==== Provided passage ====

The real reason why we went backwards like 7.5 years in the letter to talk about the transformation is there's a couple of reasons. One, if we -- 7.5 years ago, we had sat here and told you what we were going to do, you would have shaken your head and probably sold the star. I said, we're going to be $325 million today. We're going to spend $1.2 billion by 2025. You wouldn't have understood it. And so we wrote that section, which was much more about talent, culture, how we think about investing in technology, what place this technology have? Is it a support service or is it part of your strategy? And that renovation has taken place over that period of time. and we think about the future very similarly. So today, I think if you think about what we've done over the last maybe 3 years, we've replaced our entire general ledger system. We've gone end-to-end on credit. and redid all of commercial credit from beginning to end. And every time we do that, we also put in a really robust data program. It's probably in its third year and maturing. But every time we go in and soup to nuts change everything, we're reengineering how the flow works. And then, for example, take the general ledger, there was a specific effort to say, okay, we're going to work on data quality now. as we actually get into the redesign of the system. So all those things are preparation for whatever AI brings. But if you don't have your data, right, and you haven't got the basics right, it becomes, I think, a little bit unpredictable.

Unknown Analyst

Analysts
#11

Yes. So the need for high-quality data is prerequisite for good AI story going forward and you're already investing there -- maybe the last piece that you mentioned in your letter as well that it's -- and I got you need to slow down as speed limits or road conditions demand. And part of that is, okay, where are we in the cycle right now? What are you seeing in the environment? Any broader thoughts there?

René Jones

Executives
#12

Yes. -- there's a bunch of ways I could go there. But that's what we do. That's our job, right? And we recognize that we probably have 3, 4, 5 different levers that we can pull to keep the bank healthy in any economy. Sometimes you're fueled by high revenue growth that can be got with the right level of risk and return. But sometimes the market is just not offering that to you, right? So you can use the capital in other places, you can look at efficiency, you can do buybacks. And we're constantly in order to be able to do that looking at these trends that we see. So today, it's not a big problem, but we have been running a credit spreads at really, really low levels for a fairly long time. That could be a good thing or it could be a bad thing. you're tighter, so you're priced for perfection in some ways. But if you think about like what happened with the private markets, and we had these sort of initial concerns about liquidity. the capital markets have been so strong that a lot of those places have now actually gone to the capital markets showed themselves up, kept more liquidity in those funds. And that time that it's taken -- that's been allowed for that to happen has actually been really healthy. So I think versus the beginning of the year, when we were looking at all that stuff, I feel much better about it. But you are at abnormal times in terms of credit spreads, everybody, everything is kind of priced to perfection.

Unknown Analyst

Analysts
#13

Are you seeing any competition on structure right now? Or is it mostly on spreads?

René Jones

Executives
#14

No, I think it's mostly on spread when we see it. But we're seeing very healthy loan growth. We're seeing our customers begin to draw down. We were talking about this earlier. The typical cycle is if you're holding lots of cash at the beginning and then you see your opportunity to invest it, the cash comes down first. That's the deposit pressure that people are talking about. And then utilization goes up and then expansion of lines, right, and those types of things in that cycle, and it seems to be following that normal cycle.

==== Records supplied ====

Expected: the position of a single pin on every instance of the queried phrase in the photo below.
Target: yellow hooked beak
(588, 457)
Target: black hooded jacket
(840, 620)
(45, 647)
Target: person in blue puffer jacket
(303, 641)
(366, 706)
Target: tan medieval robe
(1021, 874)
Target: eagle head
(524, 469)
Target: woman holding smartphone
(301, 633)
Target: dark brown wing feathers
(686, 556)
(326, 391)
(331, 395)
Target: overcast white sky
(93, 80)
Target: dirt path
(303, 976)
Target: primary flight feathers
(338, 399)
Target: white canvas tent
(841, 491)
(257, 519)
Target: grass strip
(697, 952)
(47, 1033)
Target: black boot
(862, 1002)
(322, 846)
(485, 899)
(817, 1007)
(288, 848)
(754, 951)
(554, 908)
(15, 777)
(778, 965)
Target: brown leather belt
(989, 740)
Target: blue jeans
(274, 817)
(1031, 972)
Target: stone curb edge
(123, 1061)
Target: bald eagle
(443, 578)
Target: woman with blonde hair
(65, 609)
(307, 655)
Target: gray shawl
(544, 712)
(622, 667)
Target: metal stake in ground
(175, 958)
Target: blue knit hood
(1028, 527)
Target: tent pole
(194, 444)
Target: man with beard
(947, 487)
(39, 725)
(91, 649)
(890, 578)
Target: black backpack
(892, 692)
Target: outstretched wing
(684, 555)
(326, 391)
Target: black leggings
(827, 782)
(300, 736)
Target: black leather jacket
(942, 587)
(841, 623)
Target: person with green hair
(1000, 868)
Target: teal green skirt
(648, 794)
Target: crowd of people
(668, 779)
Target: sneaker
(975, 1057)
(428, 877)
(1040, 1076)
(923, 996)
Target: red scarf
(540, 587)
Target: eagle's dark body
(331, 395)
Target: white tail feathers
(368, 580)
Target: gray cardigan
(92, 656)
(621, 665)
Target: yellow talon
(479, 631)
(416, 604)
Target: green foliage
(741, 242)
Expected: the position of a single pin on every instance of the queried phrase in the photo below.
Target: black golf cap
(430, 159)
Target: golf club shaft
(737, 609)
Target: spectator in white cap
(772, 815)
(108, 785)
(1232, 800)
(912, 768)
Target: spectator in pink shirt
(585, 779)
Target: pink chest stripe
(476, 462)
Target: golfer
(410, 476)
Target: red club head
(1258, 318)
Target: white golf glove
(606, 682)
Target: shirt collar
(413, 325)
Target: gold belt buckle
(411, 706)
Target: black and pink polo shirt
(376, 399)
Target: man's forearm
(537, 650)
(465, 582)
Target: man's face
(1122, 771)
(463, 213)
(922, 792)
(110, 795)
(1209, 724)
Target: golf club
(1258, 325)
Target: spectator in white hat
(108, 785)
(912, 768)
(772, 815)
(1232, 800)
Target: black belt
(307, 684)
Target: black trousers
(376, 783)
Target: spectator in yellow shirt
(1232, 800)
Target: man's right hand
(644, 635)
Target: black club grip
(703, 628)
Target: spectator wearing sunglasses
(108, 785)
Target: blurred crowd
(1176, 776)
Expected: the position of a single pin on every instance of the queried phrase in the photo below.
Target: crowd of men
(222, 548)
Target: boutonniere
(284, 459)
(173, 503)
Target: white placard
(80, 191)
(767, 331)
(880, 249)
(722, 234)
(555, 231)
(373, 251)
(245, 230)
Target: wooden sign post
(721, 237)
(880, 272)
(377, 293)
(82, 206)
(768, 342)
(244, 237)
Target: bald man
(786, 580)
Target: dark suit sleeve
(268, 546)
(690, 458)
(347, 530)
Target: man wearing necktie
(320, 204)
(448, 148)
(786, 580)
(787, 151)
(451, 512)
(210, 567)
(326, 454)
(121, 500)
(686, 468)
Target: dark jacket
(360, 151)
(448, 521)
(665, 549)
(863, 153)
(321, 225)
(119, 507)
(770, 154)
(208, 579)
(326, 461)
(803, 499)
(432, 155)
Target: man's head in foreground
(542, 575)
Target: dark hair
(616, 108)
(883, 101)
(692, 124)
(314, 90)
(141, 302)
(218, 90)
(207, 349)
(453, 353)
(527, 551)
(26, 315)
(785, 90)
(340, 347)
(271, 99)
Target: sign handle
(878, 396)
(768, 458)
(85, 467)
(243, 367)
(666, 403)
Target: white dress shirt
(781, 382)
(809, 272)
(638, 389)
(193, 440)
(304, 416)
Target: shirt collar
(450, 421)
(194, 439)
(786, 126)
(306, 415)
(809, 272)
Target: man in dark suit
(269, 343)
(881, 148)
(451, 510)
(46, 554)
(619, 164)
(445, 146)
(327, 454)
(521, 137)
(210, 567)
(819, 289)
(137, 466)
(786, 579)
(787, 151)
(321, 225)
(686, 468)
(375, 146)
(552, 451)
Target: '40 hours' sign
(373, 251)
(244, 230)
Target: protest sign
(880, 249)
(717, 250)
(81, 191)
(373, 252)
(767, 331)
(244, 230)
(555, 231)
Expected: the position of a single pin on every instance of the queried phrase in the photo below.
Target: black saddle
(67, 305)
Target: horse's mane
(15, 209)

====

### Exercise tasks
1. Answer these questions using the bank strategy transcript.
(a) What system does the speaker say was replaced in its entirety over roughly the last 3 years?
(b) When asked about competition, does the speaker say it is mostly on structure or on spread?
(c) In the typical cycle the speaker describes, what comes down first?
2. Write a continuation of the bank strategy transcript, starting right after its final sentence.

### Results
1.
(a) The general ledger system.
(b) Mostly on spread.
(c) The cash.

2.
Unknown Analyst

Analysts
#15

So given the dynamic macro environment that we're in, and it's not to say it's never -- it's always dynamic, right? But what are you hearing from your client base right now ability, willingness to invest, willingness to take on loans.

René Jones

Executives
#16

I mean it's healthy. It's really healthy. I mean we're not hearing negatives. As I said, people are drawing down on their lines. They're doing projects, maybe more so than a year ago for us. to think if there's anything else there. We are seeing, if we get deep into our customers, thinking of a customer who does gaming, entertainment, they're seeing at the low end people spending less, less discretionary income at the low end. And it's just not subtle. It's very noticeable, but that hasn't sort of resulted in higher delinquency side. credit is improving. I mean just on nonperformance just keep steadily come down. I don't know how many quarters it's been, but it's been -- Darryl says 9 quarters in a row of improving credit trends. So things are headed in the right direction.

Unknown Analyst

Analysts
#17

And commercial real estate is part of what's driving that improvement? Anything outside of CRE that you're seeing any areas of concern that you're focused on?

René Jones

Executives
#18

No, we really haven't. I think for a while, we saw some slowness in consumer demand, think RVs, I think auto, auto is -- for the entire industry has been soft for the half -- for the entire auto industry has been soft for the last 6 months. We thought it would bounce back -- but as we sit here today, we still have growth in consumer. Seeing good growth in home equity. So people are active. And it almost feels like 18 months ago, everybody was waiting for shoes to drop. So they sat on the sidelines. And as nothing has happened, right? They're like, well, I guess, I got to go do this project.

Unknown Analyst

Analysts
#19

I guess a lot has happened, but I think people have [indiscernible]

René Jones

Executives
#20

The consequences haven't happened.

Unknown Analyst

Analysts
#21

Right. Right. Fair enough. The 1 area that you spoke about constantly looking at places for hidden leverage and you highlighted some of the risk transfer trades that many of your peers are doing. Can you elaborate on what your focus is there? And what do you see as a risk?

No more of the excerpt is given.